## Text provided

START

Chinese Yongzheng Bowl Auction
Posted by: plcombs Dealers Chinese Art – Antiques
A FINE AND IMPORTANT FALANGCAI SEPIA-ENAMELLED ‘PRUNUS AND BAMBOO’ BOWL
YONGZHENG FOUR-CHARACTER MARK IN BLUE ENAMEL WITHIN A DOUBLE SQUARE AND OF THE PERIOD (1723-1735)
Chinese Yongzheng Bowl Auction News: Its not often a major auction company conducts a single lot auction complete with it’s own catalog. On December 2, 2015 Christie’s Hong Kong did exactly that. The bowl on it’s own realized more money than some entire auctions comprising hundreds of lots. The entire sale was over in just a few minutes realizing just over 11 million dollars including the buyer’s premium.
The bowl from the collection of MR. PAUL FREEMAN was purchased by him in 1986 , who has in the last year or so been selling a few things. Notably last spring through rival auctioneer Sotheby’s.
Below is the complete excerpt from the Christie’s catalog
About the FALANGCAI SEPIA-ENAMELLED ‘PRUNUS AND BAMBOO’ BOWL
A FINE AND IMPORTANT FALANGCAI SEPIA-ENAMELLED ‘PRUNUS AND BAMBOO’ BOWL
YONGZHENG FOUR-CHARACTER MARK IN BLUE ENAMEL WITHIN A DOUBLE SQUARE AND OF THE PERIOD (1723-1735)
The elegantly potted bowl has full rounded sides rising to a gently flaring rim from a small, straight foot ring. It is covered overall in a lustrous, opaque white glaze, and enamelled around the exterior in varying shades of sepia enamels with a prunus tree, its gnarled branches growing obliquely across the bowl, following its contour. The branches blossom with flowers and buds, some in full view, others in profile, their petals picked out in delicate pale tones, and the stamens highlighted in darker accents. Around the base of the tree are grown clumps of bamboos, their leaves meticulously drawn in thin outlines and left white, echoing the prunus. On one side of the bowl is inscribed with two verses from a five-character poem in running script. The verses are arranged in alternating lines of four and one characters, and flanked by a puce-enamelled seal on the right, and two further puce-enamelled seals on the left. The reign mark is inscribed inside the foot ring.
4 in. (10.1 cm.) diam., box
THE PROPERTY OF MR. PAUL FREEMAN
A UNIQUE BEAUTY: YONGZHENG SHUIMO FALANG ‘PRUNUS AND BAMBOO’ BOWL
A Yongzheng falangcai bowl must rank amongst the most coveted objects in the mind of a Chinese porcelain collector. Against the dazzling colours of these prestigious specimens one group in particular – like a prunus blossoming in winter – stands out as the most unique and elegant: those recorded in the Palace records as shuimo falang ( lit. ink-wash enamel). Shuimo, a term traditionally associated with literati paintings that make use of black ink washes of varying degrees, was adapted in this instance to describe the painterly effect on this group of white porcelain vessels decorated with sepia enamels. The finest falangcai vessels, the group later known as Guyuexuan (the Moon Pavillion), are famed for their combination of ‘the three perfection’ – painting, poetry and calligraphy, and none exemplifies this better than those painted in sepia enamels, where the overall visual effect is akin to viewing an ink painting. Not only have Yongzheng falangcai bowls been elusive on the market – there has been only a handful sold publicly, no other shuimo falang bowls have ever appeared at auction, making this exquisite bowl exceptionally rare and desirable.

END

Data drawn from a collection
START

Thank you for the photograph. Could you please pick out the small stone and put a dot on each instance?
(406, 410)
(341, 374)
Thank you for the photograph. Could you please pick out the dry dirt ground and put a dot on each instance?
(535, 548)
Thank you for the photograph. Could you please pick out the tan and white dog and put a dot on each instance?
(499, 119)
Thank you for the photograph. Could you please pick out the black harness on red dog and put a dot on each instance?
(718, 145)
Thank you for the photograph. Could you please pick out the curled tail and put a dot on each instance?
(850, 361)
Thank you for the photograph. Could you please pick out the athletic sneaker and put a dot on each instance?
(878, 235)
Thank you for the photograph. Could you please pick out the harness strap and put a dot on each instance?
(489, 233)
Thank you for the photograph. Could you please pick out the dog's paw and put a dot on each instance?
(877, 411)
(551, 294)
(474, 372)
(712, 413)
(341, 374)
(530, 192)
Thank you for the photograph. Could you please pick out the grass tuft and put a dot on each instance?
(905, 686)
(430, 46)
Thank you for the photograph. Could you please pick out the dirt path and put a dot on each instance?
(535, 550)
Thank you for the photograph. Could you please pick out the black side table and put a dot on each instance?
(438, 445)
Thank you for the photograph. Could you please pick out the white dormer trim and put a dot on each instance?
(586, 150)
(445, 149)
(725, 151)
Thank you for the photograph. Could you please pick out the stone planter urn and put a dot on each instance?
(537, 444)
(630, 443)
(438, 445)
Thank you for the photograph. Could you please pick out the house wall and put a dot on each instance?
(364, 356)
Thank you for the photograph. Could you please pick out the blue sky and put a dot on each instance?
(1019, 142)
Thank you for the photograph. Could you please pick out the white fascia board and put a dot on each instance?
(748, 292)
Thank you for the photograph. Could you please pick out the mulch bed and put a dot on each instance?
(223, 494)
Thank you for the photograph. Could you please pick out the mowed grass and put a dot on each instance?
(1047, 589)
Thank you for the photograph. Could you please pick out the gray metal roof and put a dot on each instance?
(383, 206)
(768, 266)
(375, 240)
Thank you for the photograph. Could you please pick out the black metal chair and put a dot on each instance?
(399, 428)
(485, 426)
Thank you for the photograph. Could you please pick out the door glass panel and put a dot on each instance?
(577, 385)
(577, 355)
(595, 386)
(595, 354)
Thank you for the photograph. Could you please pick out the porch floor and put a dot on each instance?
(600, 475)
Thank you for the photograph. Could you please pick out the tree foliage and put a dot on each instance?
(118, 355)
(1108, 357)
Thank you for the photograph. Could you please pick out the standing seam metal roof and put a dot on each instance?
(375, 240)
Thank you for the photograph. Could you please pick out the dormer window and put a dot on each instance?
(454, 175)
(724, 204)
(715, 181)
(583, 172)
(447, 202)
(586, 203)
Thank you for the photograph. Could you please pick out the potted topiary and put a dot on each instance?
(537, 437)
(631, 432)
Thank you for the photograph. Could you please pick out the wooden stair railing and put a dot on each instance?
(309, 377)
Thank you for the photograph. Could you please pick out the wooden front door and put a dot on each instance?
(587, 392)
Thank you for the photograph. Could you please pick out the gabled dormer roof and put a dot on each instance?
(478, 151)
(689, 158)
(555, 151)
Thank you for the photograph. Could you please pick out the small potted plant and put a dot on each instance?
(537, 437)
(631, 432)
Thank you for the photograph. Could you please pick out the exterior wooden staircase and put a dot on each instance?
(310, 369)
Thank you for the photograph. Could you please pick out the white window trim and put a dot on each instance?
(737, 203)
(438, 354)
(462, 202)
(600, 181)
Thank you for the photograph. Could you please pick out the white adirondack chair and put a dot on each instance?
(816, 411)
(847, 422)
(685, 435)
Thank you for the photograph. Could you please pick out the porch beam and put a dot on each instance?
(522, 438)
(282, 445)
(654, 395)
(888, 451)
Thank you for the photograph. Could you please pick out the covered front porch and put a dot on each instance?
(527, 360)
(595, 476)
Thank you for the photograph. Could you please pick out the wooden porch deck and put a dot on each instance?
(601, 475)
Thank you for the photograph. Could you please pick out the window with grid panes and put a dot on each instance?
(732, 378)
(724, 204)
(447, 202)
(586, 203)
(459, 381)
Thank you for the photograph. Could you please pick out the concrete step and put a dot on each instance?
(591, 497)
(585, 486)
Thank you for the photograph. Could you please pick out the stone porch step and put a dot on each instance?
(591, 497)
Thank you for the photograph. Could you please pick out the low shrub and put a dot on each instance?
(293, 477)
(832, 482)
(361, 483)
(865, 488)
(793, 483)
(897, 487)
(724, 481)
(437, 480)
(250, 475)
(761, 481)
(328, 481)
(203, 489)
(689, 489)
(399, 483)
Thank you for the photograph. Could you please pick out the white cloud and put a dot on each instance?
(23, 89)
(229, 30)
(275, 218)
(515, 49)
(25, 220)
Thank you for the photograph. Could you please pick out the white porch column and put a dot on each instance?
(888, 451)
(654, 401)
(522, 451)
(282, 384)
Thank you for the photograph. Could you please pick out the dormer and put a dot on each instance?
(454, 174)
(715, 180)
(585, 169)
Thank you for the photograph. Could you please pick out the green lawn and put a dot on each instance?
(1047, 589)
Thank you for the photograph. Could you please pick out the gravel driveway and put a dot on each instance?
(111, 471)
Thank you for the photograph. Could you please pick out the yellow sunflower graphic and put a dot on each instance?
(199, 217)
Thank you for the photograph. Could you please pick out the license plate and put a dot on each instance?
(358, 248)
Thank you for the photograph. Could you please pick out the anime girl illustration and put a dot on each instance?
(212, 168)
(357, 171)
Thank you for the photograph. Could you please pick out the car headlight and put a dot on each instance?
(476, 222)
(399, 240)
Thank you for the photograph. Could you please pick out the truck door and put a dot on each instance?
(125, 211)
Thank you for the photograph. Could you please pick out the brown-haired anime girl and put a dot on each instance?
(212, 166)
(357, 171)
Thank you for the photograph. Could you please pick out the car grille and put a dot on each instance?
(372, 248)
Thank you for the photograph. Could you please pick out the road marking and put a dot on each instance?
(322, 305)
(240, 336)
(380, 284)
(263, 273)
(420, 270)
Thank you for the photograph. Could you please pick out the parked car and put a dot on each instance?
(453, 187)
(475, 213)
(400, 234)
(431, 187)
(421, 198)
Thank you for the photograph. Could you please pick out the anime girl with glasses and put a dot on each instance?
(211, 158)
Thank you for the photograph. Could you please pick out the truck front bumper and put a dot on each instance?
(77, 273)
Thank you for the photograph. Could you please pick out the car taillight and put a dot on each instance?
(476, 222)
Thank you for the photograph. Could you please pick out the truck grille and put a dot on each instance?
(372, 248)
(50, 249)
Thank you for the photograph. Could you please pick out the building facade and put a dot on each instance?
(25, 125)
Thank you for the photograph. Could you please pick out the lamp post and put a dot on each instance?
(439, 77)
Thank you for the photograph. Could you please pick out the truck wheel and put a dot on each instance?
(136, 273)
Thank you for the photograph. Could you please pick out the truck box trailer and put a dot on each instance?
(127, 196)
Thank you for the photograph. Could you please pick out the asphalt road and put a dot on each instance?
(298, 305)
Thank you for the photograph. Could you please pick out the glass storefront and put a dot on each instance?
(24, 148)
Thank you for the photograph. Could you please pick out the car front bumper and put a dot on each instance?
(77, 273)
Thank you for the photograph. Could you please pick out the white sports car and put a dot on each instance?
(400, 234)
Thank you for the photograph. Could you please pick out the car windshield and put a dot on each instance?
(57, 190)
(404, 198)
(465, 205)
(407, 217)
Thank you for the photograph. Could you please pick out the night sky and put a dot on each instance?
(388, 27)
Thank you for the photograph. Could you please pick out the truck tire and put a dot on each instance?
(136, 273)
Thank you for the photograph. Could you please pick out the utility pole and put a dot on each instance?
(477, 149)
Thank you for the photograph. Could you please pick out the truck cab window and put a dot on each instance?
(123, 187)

END

## What you have to do
Please copy out the passage of the bowl auction post from "Chinese Yongzheng Bowl Auction News: Its" up to and including "the buyer’s premium.", word for word. The rows aren't needed for this.

## Answer for the task
Chinese Yongzheng Bowl Auction News: Its not often a major auction company conducts a single lot auction complete with it’s own catalog. On December 2, 2015 Christie’s Hong Kong did exactly that. The bowl on it’s own realized more money than some entire auctions comprising hundreds of lots. The entire sale was over in just a few minutes realizing just over 11 million dollars including the buyer’s premium.